Andrew Southall

I’ve been running Kubernetes for years both professionally and personally. My on-premises K8s cluster has been going over half a decade. To manage these clusters I’ve used Terraform, Ansible, Kustomize, Helm, Flux, plain manifests and even my own tooling in jinny. Out of all of them, Helm is the only tool which I can’t recommend. I haven’t encountered a scenario where Helm has resulted in a net benefit, it has always been better to pick something else. Let’s explore!

What is Helm ¶

Helm is described as a package manager for Kubernetes. It bills itself as an easy way to install software onto Kubernetes clusters in the same way that package managers make it easy to install software onto servers or desktop computers. How this specifically breaks down is that Helm will manage:

Passing the resource definitions to the Kubernetes API
Upgrades and configuration of those resource definitions
Uninstalling any unrequired or unwanted resources
Management of dependencies

From my point of view, package managers aren’t needed in containerised environments like Kubernetes. Containers should be self contained with explicit dependencies isolated inside each versioned image and any implicit “dependencies” - such as database services - should be managed as separate entities. Package Managers like APT and yum have to manage dependencies due to operating in non-contained environments where resources are shared across the machine. Aside from sharing the kernel and data we don’t need to share and manage resources like that when they can be wholly captured inside container images. However, let’s put that to one side and imagine that we want to have an environment where a Kubernetes cluster is managed more like a desktop.

Helm explicitly works only with Kubernetes, it doesn’t interface with anything else. It can’t be used with your cloud infrastructure or for provisioning virtual machines, bare metal or any other sort of hosting.

Additionally, the only interaction external systems, including Helm, have with Kubernetes is via the Kubernetes API. If you want anything at all to happen in Kubernetes then you’re sending a request to the API. The Kubernetes Control Plane will interpret your request and operate as best it can to implement your request. All external Kubernetes tools act this way, they all pass JSON to the Kubernetes API containing requests for what you want. Therefore, all Helm does is manage resource definitions passed to and from Kubernetes and it only needs to do two things:

Take our desired software, apply our desired configuration and determine the output JSON that should be passed to Kubernetes
Manage any differences, updates or drift in the desired configuration and what is in the cluster so that updates, uninstalls and modifications are reflected in the cluster - like a package manager

Noting that the Kubernetes Control Plane handles the actualised orchestration in the cluster, there’s not much work for external tools to do. You can handle a Kubernetes cluster entirely with pure text manifests and a method to push manifest alterations to the Kubernetes API on change. If that sounds like a git repo and some CI/CD then you understand what the Flux GitOps tool is. Yes, it can be as simple as that.

■ **OBJECTIVE**
Reproduce word for word the stretch of the Helm article from "Andrew Southall" through "else. Let’s explore!".

■ **INFORMATION SHOWN**

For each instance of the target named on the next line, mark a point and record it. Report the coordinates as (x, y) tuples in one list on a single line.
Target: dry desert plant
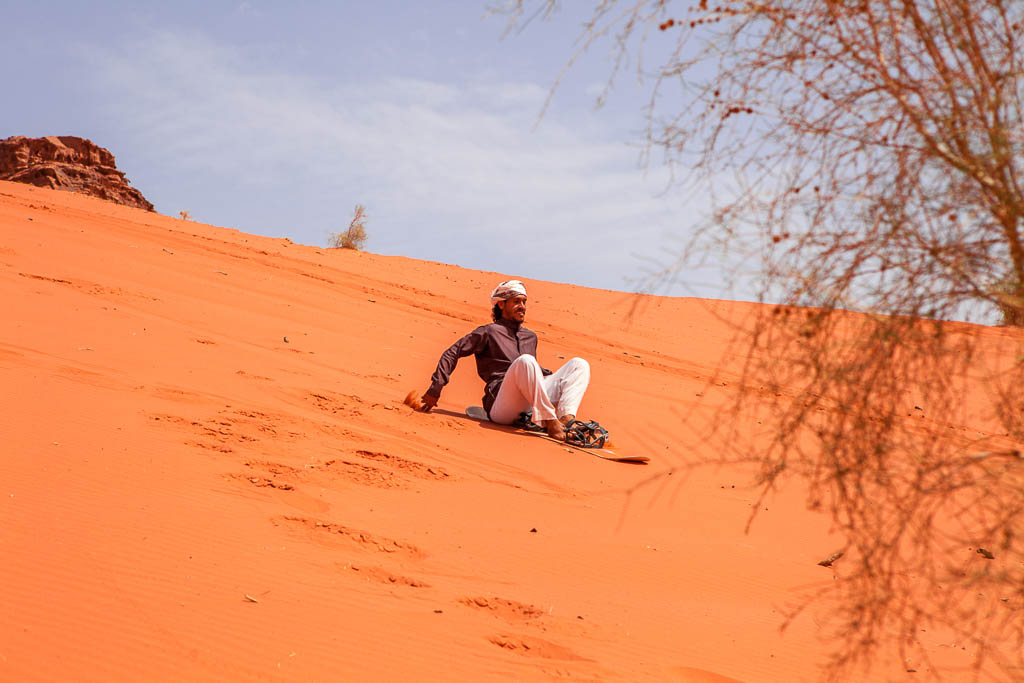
[(355, 236), (868, 156)]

■ **FULL RESPONSE**
Andrew Southall

I’ve been running Kubernetes for years both professionally and personally. My on-premises K8s cluster has been going over half a decade. To manage these clusters I’ve used Terraform, Ansible, Kustomize, Helm, Flux, plain manifests and even my own tooling in jinny. Out of all of them, Helm is the only tool which I can’t recommend. I haven’t encountered a scenario where Helm has resulted in a net benefit, it has always been better to pick something else. Let’s explore!